Material supplied »
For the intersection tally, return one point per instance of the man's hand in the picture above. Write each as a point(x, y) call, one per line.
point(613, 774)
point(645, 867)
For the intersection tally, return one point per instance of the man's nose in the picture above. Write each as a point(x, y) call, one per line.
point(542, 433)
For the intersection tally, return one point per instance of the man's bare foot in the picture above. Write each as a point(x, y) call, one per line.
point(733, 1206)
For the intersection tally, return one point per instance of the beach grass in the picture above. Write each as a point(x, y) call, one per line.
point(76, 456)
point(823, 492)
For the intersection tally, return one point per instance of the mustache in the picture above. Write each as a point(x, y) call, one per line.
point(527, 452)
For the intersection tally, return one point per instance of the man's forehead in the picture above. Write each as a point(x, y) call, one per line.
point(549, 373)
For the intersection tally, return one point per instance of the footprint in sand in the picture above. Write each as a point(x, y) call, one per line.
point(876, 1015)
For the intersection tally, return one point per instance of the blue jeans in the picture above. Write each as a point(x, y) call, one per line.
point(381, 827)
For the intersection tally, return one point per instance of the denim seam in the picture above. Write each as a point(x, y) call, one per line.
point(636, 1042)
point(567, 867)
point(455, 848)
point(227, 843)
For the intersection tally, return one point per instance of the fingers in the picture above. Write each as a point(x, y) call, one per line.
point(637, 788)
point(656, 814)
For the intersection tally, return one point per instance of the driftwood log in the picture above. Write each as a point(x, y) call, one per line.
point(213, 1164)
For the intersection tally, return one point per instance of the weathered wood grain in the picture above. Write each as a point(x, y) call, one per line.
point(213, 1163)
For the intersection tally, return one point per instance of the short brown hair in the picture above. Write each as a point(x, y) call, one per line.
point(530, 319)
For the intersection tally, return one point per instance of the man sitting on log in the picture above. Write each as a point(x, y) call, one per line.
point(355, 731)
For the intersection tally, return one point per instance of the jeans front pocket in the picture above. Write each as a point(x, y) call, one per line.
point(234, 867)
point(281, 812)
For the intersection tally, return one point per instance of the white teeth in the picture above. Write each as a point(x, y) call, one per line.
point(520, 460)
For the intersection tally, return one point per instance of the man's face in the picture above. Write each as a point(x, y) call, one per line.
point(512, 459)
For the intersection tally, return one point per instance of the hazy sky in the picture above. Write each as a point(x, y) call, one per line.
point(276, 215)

Written problem »
Go back to the data above and please quote exactly, and only, the lines from the line with "of the short" through its last line.

Final result »
For the intersection tally, return one point per instance of the short brown hair in the picture above. Write each as a point(x, y) call, one per line.
point(530, 319)
For the intersection tally, return one point per instance of the man sitting on log in the picture above. Write each as a point(x, y) call, one per line.
point(355, 731)
For the intersection tally, return one point per instance of the jeans front pocket in the picture above. Write each as a point(x, y) call, one per line.
point(234, 867)
point(281, 812)
For the intersection tally, return one point per instance of the white teeth in the picture above. Write each as a point(x, y) call, one per line.
point(520, 460)
For the intersection tally, return one point per instance of the man's face in the picture above. Write each as a point(x, y) call, one per line.
point(512, 459)
For the intersection tally, return one point per instance of the hazy sky in the picture above. Write each as a point(x, y) call, one per line.
point(276, 215)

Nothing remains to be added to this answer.